Consigne: Recopiez toutes les lignes, de celle qui contient « Can you confirm whether any concrete » jusqu'à la fin, en ajoutant 18 à chaque coordonnée des cadres de délimitation. Laissez le reste inchangé.

Extrait du corpus:
○ ○ ○ ○ ○
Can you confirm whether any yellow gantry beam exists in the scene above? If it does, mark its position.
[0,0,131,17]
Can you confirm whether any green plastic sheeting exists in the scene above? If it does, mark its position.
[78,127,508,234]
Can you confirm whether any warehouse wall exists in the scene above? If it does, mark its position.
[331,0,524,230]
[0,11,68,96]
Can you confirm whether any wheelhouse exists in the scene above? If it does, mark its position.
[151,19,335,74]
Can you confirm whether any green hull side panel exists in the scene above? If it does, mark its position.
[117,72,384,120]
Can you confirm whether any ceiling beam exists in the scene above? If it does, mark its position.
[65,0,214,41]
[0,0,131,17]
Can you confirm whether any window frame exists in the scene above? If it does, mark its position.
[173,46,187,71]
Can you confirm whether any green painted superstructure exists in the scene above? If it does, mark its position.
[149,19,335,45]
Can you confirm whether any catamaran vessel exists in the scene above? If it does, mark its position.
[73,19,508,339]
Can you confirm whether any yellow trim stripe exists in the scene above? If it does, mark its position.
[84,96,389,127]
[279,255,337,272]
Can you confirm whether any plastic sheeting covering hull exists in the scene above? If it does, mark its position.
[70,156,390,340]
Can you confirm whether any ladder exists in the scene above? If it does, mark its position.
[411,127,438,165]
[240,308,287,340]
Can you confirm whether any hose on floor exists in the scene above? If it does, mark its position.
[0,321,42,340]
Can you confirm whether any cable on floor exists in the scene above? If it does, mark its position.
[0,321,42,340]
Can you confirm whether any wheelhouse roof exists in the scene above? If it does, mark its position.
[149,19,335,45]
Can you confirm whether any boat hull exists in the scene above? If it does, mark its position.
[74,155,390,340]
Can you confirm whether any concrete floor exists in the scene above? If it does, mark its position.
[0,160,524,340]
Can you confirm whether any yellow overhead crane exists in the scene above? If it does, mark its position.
○ ○ ○ ○ ○
Corrigé:
Can you confirm whether any concrete floor exists in the scene above? If it does, mark its position.
[18,178,542,358]
Can you confirm whether any yellow overhead crane exists in the scene above? If it does, mark its position.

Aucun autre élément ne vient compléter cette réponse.